■ **GOAL OF THE EXERCISE**:
Copy exactly the lines of the records below, and only those lines, beginning with the line that contains "boxes = findObject(img, 'blue sky');" and ending with the line that contains "boxes = findObject(img, 'steep slope');".

——

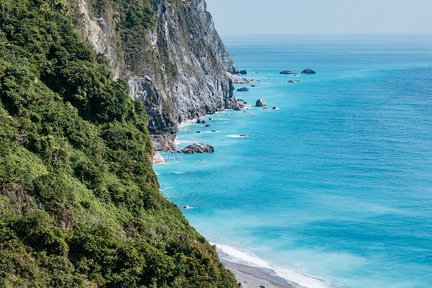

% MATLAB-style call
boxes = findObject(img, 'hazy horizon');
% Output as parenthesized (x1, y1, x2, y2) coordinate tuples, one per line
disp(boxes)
(206, 0, 432, 36)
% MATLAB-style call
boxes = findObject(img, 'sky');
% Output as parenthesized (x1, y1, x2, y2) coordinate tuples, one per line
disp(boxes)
(205, 0, 432, 35)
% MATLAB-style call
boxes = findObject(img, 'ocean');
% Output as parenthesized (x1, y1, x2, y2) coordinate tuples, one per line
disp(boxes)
(154, 35, 432, 288)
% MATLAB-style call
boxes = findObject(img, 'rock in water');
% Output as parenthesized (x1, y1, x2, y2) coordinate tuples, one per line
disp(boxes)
(301, 68, 316, 74)
(180, 143, 215, 154)
(280, 70, 296, 75)
(237, 87, 250, 92)
(256, 99, 267, 107)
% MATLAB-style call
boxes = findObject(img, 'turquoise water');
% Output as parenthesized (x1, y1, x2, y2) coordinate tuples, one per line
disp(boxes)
(155, 35, 432, 288)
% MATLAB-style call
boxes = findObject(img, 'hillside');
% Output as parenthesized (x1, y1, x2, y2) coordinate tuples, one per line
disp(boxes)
(0, 0, 238, 287)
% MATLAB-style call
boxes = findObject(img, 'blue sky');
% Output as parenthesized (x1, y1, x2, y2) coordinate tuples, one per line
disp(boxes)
(206, 0, 432, 35)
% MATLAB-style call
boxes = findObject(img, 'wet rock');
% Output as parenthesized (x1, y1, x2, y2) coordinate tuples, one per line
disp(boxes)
(179, 143, 215, 154)
(301, 68, 316, 74)
(280, 70, 296, 75)
(256, 99, 267, 107)
(237, 87, 250, 92)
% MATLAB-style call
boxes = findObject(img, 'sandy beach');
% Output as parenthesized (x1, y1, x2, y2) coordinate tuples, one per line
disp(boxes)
(223, 260, 303, 288)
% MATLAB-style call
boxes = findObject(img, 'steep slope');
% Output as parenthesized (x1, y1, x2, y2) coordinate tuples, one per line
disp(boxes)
(0, 0, 237, 287)
(76, 0, 239, 150)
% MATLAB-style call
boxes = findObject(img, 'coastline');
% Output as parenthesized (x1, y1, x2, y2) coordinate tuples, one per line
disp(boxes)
(222, 259, 301, 288)
(157, 110, 327, 288)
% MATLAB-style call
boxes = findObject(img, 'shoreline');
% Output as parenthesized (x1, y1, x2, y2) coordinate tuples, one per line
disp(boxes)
(222, 259, 302, 288)
(156, 108, 329, 288)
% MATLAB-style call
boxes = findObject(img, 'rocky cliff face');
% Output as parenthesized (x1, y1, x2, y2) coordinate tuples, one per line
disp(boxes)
(76, 0, 238, 151)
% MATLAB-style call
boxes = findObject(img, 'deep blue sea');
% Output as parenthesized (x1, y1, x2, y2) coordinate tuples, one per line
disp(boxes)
(155, 35, 432, 288)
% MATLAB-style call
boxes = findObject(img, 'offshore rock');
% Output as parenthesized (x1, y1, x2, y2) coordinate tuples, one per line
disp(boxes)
(256, 99, 267, 107)
(280, 70, 297, 75)
(180, 143, 215, 154)
(237, 87, 250, 92)
(301, 68, 316, 74)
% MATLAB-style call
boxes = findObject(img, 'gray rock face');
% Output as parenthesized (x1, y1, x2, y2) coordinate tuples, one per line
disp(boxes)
(180, 143, 215, 154)
(77, 0, 239, 151)
(256, 99, 267, 107)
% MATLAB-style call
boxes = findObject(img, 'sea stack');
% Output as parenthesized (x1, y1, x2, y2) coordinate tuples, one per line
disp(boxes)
(301, 68, 316, 74)
(256, 99, 267, 107)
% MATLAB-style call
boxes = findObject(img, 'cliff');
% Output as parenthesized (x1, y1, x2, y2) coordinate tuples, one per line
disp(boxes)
(76, 0, 239, 151)
(0, 0, 238, 286)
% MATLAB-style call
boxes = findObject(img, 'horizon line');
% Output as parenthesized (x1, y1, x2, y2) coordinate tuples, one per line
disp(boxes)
(220, 33, 432, 37)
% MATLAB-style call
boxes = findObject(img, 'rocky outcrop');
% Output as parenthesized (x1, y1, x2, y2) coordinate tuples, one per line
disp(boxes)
(76, 0, 239, 151)
(237, 87, 250, 92)
(256, 99, 267, 107)
(301, 68, 316, 74)
(280, 70, 297, 75)
(179, 143, 215, 154)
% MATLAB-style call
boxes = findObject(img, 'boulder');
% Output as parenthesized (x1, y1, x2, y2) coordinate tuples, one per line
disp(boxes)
(256, 99, 267, 107)
(180, 143, 215, 154)
(280, 70, 296, 75)
(237, 87, 250, 92)
(301, 68, 316, 74)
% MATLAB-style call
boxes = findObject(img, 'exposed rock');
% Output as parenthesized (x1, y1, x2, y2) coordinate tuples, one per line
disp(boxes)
(280, 70, 297, 75)
(232, 69, 248, 75)
(78, 0, 240, 151)
(251, 84, 256, 87)
(229, 73, 255, 84)
(180, 143, 215, 154)
(256, 99, 267, 107)
(152, 151, 166, 165)
(237, 87, 250, 92)
(301, 68, 316, 74)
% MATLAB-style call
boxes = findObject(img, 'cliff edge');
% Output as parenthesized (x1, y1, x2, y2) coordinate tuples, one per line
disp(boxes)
(77, 0, 239, 151)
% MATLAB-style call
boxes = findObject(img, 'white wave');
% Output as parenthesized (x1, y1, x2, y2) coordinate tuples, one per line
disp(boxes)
(215, 243, 329, 288)
(225, 134, 249, 138)
(215, 243, 272, 269)
(175, 140, 193, 145)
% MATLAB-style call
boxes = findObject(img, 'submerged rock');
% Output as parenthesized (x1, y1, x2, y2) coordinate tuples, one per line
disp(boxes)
(256, 99, 267, 107)
(301, 68, 316, 74)
(287, 79, 300, 83)
(180, 143, 215, 154)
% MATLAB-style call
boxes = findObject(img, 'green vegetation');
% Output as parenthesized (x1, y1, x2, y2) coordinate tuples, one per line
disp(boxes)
(0, 0, 237, 287)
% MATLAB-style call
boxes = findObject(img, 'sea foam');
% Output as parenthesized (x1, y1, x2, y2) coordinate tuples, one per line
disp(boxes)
(215, 243, 329, 288)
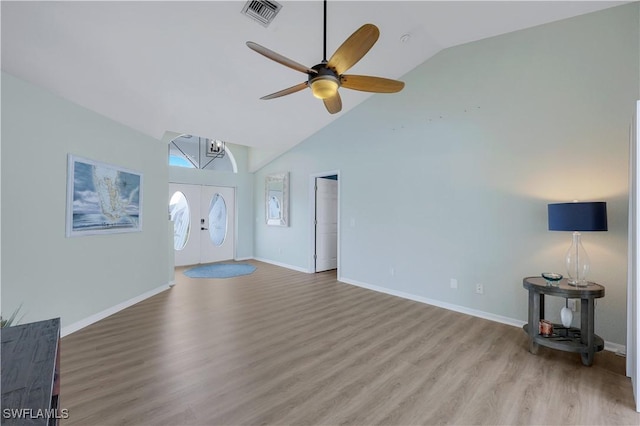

——

■ **ANSWER**:
boxes = findObject(img, 'blue sky');
% Output as parenthesized (x1, y1, x2, y2) coordinate tuples, one per line
disp(boxes)
(206, 0, 432, 35)
% MATLAB-style call
boxes = findObject(img, 'wet rock');
% Output as parenthesized (x1, y1, x2, y2) coordinate tuples, one per line
disp(boxes)
(179, 143, 215, 154)
(301, 68, 316, 74)
(280, 70, 296, 75)
(256, 99, 267, 107)
(237, 87, 250, 92)
% MATLAB-style call
boxes = findObject(img, 'sandy beach');
% Output as parenthesized (x1, y1, x2, y2) coordinate tuples, one per line
disp(boxes)
(223, 260, 303, 288)
% MATLAB-style call
boxes = findObject(img, 'steep slope');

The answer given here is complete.